• **Given problem**
Reproduce every one of the entries below word for word.

• **Available data**

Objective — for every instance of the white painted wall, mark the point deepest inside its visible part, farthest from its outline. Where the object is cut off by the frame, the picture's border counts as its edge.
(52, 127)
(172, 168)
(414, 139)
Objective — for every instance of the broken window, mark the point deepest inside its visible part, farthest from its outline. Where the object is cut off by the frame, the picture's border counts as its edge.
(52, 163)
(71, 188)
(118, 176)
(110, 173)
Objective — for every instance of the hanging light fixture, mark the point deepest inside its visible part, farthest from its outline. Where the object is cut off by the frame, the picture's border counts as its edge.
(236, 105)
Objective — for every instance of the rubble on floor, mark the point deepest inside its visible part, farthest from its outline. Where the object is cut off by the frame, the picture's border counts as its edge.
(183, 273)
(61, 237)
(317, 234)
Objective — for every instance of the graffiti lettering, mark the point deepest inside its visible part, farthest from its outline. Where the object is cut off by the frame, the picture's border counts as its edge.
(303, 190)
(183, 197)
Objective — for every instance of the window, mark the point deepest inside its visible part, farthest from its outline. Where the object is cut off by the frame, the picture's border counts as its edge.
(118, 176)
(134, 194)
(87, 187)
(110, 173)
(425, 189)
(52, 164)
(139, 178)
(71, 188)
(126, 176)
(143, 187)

• **Solution to the exercise**
Objective — for every instance of the white painted wall, mark the point deepest inside its visible part, farthest from its outline. Where the object is cut off by the frame, the picture's border counts as its edge.
(52, 127)
(172, 168)
(414, 139)
Objective — for every instance of the broken window, mark the point deepest inside its visible part, farthest from its outline. Where the object is cut off by the frame, the picture's border counts as its edge.
(52, 163)
(71, 188)
(118, 176)
(110, 173)
Objective — for every instance of the hanging light fixture, mark the point deepest inside its visible part, farthest from its outline. Where the object is cut off by the frame, the picture's border counts as its edge.
(236, 105)
Objective — for every instance of the rubble on floor, mark the point deepest inside its visible part, farthest from its outline. Where the object is cut off by the frame, the picture's border counts as its edge.
(183, 273)
(61, 237)
(317, 234)
Objective — for every instance of the graffiti lettering, mark the point deepest inside its visible part, farthest from its outline. Where the object is cut off by the frame, the picture's border counts as its edge.
(303, 190)
(183, 197)
Objective — for every instance of the window, mark the point deepest inside its visible part, farthest from its outline. Where the object is cut off by the frame, the picture's border counts as its edge.
(118, 176)
(134, 194)
(87, 187)
(110, 173)
(425, 189)
(52, 164)
(139, 178)
(71, 188)
(126, 176)
(143, 187)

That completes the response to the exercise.